Thursday, 15 May 2008

Ponchatoula is (bone fide) alright with me

Wouldn't you know that as soon as I bowed to the common ingredient list including box cake mix and strawberry flavored gelatin in the making of my strawberry cupcakes, that I'd come across a bone fide strawberry cupcake recipe? Just my poor old luck, really. But sort of scary, too. Like somehow, months ago when Foose dreamed up this cookbook, she included this recipe just for my sake. To redeem my hurt feelings about whether my cupcakes were "from scratch," for real. It was predestined. 

Sweetea

Screen Doors and Sweet Tea arrived a day or two ago via our U.S. Postal Service. Couldn't help myself from browsing it immediately. The cover photo is super inviting; just completely appealing to my particular preference for food styling. And I'm the first fool in line handing over her credit card to buy almost any and every southern-themed cookbook. Now I don't call myself a fool because these cookbook authors are fooling me into something. No matter that they all have almost the same recipes inside.  There are always a few gems in each one. And certainly that is the cake with SCAST

I'm referring to her Ponchatoula Strawberry Cupcakes recipe. Batter made from scratch, and icing too, just what I dreamed of about a week ago. It's not too late though. There are still fresh, locally grown strawberries around. Must seek them out. Sadly, I barely used a whole pint of the gallon I bought. 

Frigid fruit and veggies taste terrible to me, so my berries sat out on my counter, and we're using that natural air conditioning a.k.a windows open. So they spoiled quicker than they should have if they were tucked into my fridge. Can you imagine knitted woolen strawberry cozies to keep each one warm inside that dreadful old icebox? I can.  The sad thing was throwing most of the lot out. Actually, the white fuzzy, almost projectile, mold forming on my berries reminded me of those fuzzy winter muffs that you see little girls of Currier & Ives era paintings carrying along on a sleigh ride, or an ice skating jaunt.

Foose covers a Delta meal from cocktails and appetizers on through magnificent, decadent traditional southern desserts. She grew up in the Mississippi Delta, then traveled a bit to work in big city kitchens. Then went off to cooking school in France, so her rendition of these southern favorites is well-informed. Right off her Cantaloupe daiquiri tempted me to throw caution to the wind about fetal alcohol syndrome and imbibe in such a delight. Yet, I shouldn't drink. And won't. But I'm keeping this one in mind for when I can have alcohol again. 

But I could have her Blackberry Limeade which looks refreshing and like it would soothe my nerves. The food photography/styling is delicious and enhances Foose's recipes. Unfortunately the scenic photography of the Delta, interspersed with those glimpses of heavenly southern food, appear more like stock photos and lack the intimacy and lushness of the latter.

Each recipe begins with a Foose anecdote. Readers learn about her great uncle Thompson alongside  Catfish Ceviche. Thompson preferred sleek cars to big old trucks so popular with all the Delta menfolk, and opened his catfish farming business in 1958.  A large sidebar following the recipe teaches the reader about the spawning and hatching of catfish.

[Saved entries]
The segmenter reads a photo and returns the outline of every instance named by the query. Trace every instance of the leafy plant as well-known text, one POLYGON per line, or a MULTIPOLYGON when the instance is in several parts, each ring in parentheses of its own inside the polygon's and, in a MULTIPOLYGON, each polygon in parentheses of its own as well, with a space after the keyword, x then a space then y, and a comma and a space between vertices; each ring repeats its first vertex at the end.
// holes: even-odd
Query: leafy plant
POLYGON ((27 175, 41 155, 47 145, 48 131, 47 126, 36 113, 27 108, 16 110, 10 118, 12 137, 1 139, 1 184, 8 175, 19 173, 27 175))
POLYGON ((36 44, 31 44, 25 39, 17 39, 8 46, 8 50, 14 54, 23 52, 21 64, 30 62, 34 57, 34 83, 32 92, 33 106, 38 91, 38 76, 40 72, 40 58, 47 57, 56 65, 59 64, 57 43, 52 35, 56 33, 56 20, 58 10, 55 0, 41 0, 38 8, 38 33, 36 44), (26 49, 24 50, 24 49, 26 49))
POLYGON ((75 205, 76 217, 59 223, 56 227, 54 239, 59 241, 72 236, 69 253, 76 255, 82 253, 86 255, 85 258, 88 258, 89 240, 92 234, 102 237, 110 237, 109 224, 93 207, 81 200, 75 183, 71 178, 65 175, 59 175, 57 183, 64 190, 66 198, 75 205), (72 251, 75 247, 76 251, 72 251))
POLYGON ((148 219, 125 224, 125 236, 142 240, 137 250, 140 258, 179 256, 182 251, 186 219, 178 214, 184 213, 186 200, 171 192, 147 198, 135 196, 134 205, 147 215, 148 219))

• _WORK TO COMPLETE_
A - In the blog post about the cookbook Screen Doors and Sweet Tea, what year did Foose's great uncle Thompson open his catfish farming business?
B - Carry on the blog post about Screen Doors and Sweet Tea from the point where it stops.

• _THE REPLIES_
A - 1958

B -
There are lots of expected dishes like gumbo, turtle soup, cheese, grits, mac n cheese, country fried steak, and dumplings. Then there's the unexpected: Barq's Root Beer-Glazed Ham. This one, we'll have to try. Despite the kitsch factor of cooking meat in a soda pop brine, I declare that the end product tastes mighty good and receives rave reviews from our families.

The combination of her photo of egg salad and the recipe for Good Sandwich Loaf bread tempted my tummy, and pulled up to the Shamrock's drive-thru and bought an egg salad sandwich for lunch yesterday with eventual making of my own in mind. Already got lots of eggs for the egg salad and all the makings for the sandwich loaf. 

Those desserts...well, none of them jumped out at me like Sweet Tea Pie. Ooooooo-eee. I'll have to try that. Foose described it like so: 

The flavor tastes like state fair saltwater taffy, and the texture is like pecan pie without the pecans. I think you will enjoy it.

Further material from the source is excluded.